> [QUOTED PASSAGE]:

Saturday, April 21, 2012

"I accept the Challenge"

I don't admit all that I was when I was younger; how I acted, what my strengths were, what my flaws were, or the things that I did wrong along the way, but believe me we all have them. I was reminded though from reading an article from a USA Swimming Magazine of one of the most significant turning points in my life. This was not a 360 degree turn when I went from bad to good, but it was the point that my life perception changed, which led me to the changes in my life that brought me to the way I live my life. The article first:

Accountability is Courageous
By John G. Miller
A classroom full of college students waited expectantly as their esteemed Philosophy 101 professor began passing out the final exam booklets. He'd told them it would be an essay test with just one question to answer and that they each would be required to write approximately 500 words.

When every student had a booklet in hand, the instructor walked over to his laptop and pushed a button. Upon the large screen in front of the class appeared the single exam question:

What is courage?

> [WORK TO COMPLETE]:
Copy out everything from "Accountability is Courageous" down to "approximately 500 words." in the post on accepting the challenge, keeping every word and mark unchanged.

> [SOURCE EXCERPT]:
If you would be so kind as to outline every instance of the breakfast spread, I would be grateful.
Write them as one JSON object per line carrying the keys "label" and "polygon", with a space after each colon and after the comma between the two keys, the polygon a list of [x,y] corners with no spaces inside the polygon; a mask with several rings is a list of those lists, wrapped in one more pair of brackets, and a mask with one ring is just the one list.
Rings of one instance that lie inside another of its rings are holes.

> [COMPLETE RESPONSE]:
Accountability is Courageous
By John G. Miller
A classroom full of college students waited expectantly as their esteemed Philosophy 101 professor began passing out the final exam booklets. He'd told them it would be an essay test with just one question to answer and that they each would be required to write approximately 500 words.